● **Source excerpt**
== == ==

As the anger continued into late 2009, Obama and his hand-picked team of Wall Street-supported advisers (Robert Rubin, Larry Summers, Tim Geithner) and those with strong Wall Street connections (Rahm Emanuel, Valerie Jarrett, and others) woke up and realized that unless the president somehow addressed the public's outrage, it would be more than just those annoying Tea Party activists who would be voting against him and his buddies in Congress when the midterm elections came around the following year. And so Barack Obama, who had sounded so moderate, so reasoned, to Larry Fink, Jamie Dimon, and Tom Nides, all of a sudden began sounding like the guy who'd palled around with Bill Ayers and Reverend Wright for all those years back in Chicago. Instead of trying to work with them as promised, the president started using the bankers who had put him in office as his whipping boys the minute he needed them to advance his faltering political agenda.
The real change occurred in late 2009, around the same time the White House conducted a poll that showed Obama's approval ratings were slipping. The same poll found that nearly 90 percent of the people surveyed, on both the far left and far right, had a negative opinion of Wall Street, much higher than the president's number.

== == ==

● **Data excerpts**
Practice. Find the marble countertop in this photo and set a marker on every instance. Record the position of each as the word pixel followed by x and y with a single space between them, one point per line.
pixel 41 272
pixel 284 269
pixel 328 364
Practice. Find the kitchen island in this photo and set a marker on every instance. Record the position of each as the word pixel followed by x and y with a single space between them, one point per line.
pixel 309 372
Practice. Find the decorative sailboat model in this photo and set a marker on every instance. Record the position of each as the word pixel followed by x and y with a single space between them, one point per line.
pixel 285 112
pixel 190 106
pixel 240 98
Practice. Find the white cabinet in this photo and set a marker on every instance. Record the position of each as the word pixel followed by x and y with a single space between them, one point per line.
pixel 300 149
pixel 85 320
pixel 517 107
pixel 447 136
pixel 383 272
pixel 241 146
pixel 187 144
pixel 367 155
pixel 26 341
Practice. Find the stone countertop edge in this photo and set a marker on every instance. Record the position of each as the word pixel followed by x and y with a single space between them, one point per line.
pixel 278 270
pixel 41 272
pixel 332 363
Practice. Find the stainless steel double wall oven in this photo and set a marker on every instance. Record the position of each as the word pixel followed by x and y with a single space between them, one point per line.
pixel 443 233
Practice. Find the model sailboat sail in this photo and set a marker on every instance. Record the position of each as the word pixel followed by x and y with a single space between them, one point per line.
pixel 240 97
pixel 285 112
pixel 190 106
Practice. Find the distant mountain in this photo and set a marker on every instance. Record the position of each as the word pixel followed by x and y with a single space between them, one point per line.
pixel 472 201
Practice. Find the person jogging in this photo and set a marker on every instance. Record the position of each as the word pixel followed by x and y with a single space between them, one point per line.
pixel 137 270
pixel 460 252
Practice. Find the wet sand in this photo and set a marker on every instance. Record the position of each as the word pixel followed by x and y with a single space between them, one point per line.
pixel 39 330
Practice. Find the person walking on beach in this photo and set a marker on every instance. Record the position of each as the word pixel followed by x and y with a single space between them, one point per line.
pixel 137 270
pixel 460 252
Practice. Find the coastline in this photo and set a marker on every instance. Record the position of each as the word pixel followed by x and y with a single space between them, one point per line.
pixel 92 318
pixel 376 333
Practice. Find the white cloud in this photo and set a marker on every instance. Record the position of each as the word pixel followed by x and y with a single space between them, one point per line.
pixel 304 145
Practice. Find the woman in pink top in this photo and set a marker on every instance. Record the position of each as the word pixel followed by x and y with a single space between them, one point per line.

== == ==

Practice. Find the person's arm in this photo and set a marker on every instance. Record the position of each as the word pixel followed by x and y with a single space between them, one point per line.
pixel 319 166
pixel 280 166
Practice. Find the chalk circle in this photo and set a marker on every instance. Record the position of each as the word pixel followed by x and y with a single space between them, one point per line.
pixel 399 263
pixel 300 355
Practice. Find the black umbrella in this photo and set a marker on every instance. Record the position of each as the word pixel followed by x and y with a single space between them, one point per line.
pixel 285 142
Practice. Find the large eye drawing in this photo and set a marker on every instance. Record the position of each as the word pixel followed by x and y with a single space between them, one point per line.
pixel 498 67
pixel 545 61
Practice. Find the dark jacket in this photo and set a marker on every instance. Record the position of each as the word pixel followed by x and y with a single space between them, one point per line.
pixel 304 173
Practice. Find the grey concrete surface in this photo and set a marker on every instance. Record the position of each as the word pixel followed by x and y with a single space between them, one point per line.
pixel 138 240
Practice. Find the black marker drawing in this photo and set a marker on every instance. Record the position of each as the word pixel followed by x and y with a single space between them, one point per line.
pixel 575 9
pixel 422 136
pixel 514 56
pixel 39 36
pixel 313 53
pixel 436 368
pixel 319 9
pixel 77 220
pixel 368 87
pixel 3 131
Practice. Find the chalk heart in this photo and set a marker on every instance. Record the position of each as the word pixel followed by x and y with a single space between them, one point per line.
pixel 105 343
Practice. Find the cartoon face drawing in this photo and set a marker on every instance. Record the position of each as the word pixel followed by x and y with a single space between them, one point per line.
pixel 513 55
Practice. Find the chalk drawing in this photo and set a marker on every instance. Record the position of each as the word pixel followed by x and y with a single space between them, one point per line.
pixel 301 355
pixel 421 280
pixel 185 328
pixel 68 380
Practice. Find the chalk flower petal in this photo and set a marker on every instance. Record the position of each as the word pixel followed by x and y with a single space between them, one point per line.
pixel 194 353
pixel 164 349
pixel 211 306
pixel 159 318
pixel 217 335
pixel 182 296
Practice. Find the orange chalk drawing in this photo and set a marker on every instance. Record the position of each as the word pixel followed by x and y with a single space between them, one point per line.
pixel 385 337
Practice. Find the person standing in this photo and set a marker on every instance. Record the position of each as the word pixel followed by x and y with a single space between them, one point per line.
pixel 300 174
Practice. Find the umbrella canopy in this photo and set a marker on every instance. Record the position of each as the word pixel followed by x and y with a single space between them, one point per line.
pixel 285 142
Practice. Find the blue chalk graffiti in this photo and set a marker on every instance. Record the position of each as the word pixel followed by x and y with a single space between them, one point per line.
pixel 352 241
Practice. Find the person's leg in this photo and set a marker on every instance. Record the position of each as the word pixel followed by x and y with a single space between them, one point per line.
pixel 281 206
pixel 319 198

== == ==

● **Exercise requirements**
1. Translate this sentence from the passage on Obama and Wall Street into Spanish: "The same poll found that nearly 90 percent of the people surveyed, on both the far left and far right, had a negative opinion of Wall Street, much higher than the president's number."
2. Pick up the passage on Obama's turn against Wall Street right after its final sentence and carry it forward.

● **Task-by-task answers**
1. La misma encuesta reveló que casi el 90 por ciento de las personas encuestadas, tanto de la extrema izquierda como de la extrema derecha, tenía una opinión negativa de Wall Street, una cifra mucho más alta que la del presidente.

2.
The polling came as Obama had been holding frequent meetings with Dimon over the state of the economy. In those private meetings, Obama sounded like a man from the Robert Rubin school of Wall Street-friendly economics: The best way to help the economy flourish is to help Wall Street banks succeed. The two met so frequently that the speculation about whether the president was considering appointing Dimon to replace current Treasury secretary Tim Geithner began to feel like a done deal in Washington and on Wall Street. Despite the rumors, the president has unswervingly supported Geithner, and his political adviser David Axelrod has even dismissed talk of a Dimon appointment by chalking the relationship up to nothing more than mutual admiration. “Don't these people realize,” he said of the rumormongers, “they [Dimon and Obama] have a man crush on each other?”
Robert Rubin had been meeting with Obama as well, and the worst thing he could say about the new president wasn't that he seemed to hate Wall Street. Quite the contrary: He seemed to appreciate what a strong banking system could do, namely advance the liberal agenda by packaging mortgages into bonds so the government could grant home loans to people who couldn't afford them.
No, the worst thing Rubin thought about Obama was that he relied too heavily on advice from relative neophytes when it came to economic and financial matters. Among those people was Valerie Jarrett, a longtime Chicago attorney and lobbyist and friend of Obama's who was now ensconced inside the White House and influencing many of Obama's economic decisions.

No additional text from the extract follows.